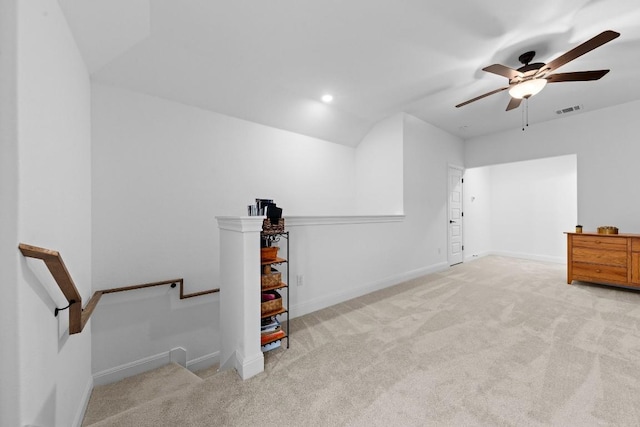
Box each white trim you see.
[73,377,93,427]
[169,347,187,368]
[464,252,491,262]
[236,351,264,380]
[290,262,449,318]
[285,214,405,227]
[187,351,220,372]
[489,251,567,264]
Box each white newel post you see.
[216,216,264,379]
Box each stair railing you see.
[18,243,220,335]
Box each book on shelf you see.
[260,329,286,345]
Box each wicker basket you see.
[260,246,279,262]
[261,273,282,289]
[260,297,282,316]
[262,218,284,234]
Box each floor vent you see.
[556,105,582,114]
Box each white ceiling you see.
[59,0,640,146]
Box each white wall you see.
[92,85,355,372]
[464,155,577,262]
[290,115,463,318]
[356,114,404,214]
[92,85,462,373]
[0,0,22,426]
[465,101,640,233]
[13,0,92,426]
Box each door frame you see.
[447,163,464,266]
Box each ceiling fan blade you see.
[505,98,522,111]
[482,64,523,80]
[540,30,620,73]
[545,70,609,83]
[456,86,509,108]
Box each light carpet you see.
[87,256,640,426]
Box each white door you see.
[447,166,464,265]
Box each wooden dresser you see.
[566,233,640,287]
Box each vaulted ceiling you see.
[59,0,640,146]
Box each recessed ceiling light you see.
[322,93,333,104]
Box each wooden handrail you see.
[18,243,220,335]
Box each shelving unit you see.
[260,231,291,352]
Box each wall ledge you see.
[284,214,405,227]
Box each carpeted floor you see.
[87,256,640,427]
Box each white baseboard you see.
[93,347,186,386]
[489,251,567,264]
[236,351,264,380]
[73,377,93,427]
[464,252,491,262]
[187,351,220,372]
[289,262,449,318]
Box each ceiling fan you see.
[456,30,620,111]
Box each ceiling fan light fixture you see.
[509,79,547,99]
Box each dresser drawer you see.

+ + +

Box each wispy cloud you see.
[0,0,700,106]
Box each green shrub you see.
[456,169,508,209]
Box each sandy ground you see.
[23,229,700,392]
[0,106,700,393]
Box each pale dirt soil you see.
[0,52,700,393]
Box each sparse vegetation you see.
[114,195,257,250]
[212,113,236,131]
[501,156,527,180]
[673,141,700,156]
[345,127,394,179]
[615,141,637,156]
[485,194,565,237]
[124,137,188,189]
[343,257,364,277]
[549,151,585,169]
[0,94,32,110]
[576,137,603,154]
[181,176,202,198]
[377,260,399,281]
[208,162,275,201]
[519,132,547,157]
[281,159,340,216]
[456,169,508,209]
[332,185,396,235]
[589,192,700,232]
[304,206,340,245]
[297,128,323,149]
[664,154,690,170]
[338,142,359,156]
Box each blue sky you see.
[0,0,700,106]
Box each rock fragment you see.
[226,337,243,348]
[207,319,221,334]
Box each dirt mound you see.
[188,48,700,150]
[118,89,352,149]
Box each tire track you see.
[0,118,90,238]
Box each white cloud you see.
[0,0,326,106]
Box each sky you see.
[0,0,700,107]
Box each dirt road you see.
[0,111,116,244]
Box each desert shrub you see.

+ + +

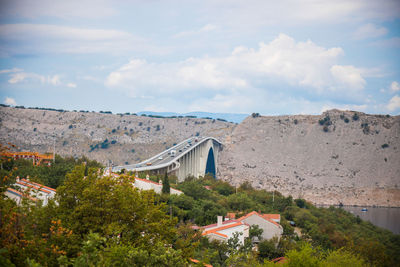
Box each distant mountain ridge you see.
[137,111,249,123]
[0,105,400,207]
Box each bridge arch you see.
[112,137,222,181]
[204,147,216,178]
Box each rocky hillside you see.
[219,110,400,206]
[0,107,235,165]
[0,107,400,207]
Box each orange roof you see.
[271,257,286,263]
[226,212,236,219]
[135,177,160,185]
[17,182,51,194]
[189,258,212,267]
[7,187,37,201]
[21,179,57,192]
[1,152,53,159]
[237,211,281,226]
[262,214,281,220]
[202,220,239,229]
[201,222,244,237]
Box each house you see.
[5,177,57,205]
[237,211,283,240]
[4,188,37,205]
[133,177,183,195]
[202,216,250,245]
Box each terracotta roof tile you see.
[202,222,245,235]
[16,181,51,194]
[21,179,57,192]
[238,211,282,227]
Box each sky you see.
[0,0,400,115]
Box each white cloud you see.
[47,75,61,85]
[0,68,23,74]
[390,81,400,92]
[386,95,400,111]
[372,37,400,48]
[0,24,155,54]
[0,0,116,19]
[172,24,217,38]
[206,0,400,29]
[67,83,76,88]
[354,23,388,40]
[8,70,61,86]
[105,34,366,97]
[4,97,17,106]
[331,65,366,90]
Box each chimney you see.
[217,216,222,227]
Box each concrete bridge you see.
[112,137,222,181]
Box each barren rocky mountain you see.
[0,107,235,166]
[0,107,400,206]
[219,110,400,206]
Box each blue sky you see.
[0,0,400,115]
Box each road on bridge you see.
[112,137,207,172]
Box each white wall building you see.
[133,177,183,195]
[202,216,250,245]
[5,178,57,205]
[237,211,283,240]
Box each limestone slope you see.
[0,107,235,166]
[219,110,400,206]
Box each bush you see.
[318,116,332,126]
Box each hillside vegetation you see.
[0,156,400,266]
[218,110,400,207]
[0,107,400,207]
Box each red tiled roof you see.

+ + +

Locate every line in the items above that contains the word "floor" and copy each one, treating uppercase and lowercase as different.

Box each floor vent you see.
Box each carpeted floor you see.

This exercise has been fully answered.